_Task goal_
Convert the data below into a JSON list of strings, with each line as its own string and blank lines omitted.

***** Supplied records *****

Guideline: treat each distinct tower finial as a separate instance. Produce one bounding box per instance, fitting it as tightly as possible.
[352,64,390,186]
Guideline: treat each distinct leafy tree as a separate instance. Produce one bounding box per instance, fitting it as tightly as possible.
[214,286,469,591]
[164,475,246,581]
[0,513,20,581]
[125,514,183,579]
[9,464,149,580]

*****

_Reply to the exercise_
[
  "Guideline: treat each distinct tower finial as a separate instance. Produce one bounding box per instance, fitting it as tightly as possible.",
  "[352,64,390,186]",
  "Guideline: treat each distinct leafy tree as a separate instance. Produce one bounding box per instance, fitting it as tightly as possible.",
  "[214,286,469,591]",
  "[164,475,246,581]",
  "[0,513,20,581]",
  "[125,514,183,579]",
  "[9,464,149,580]"
]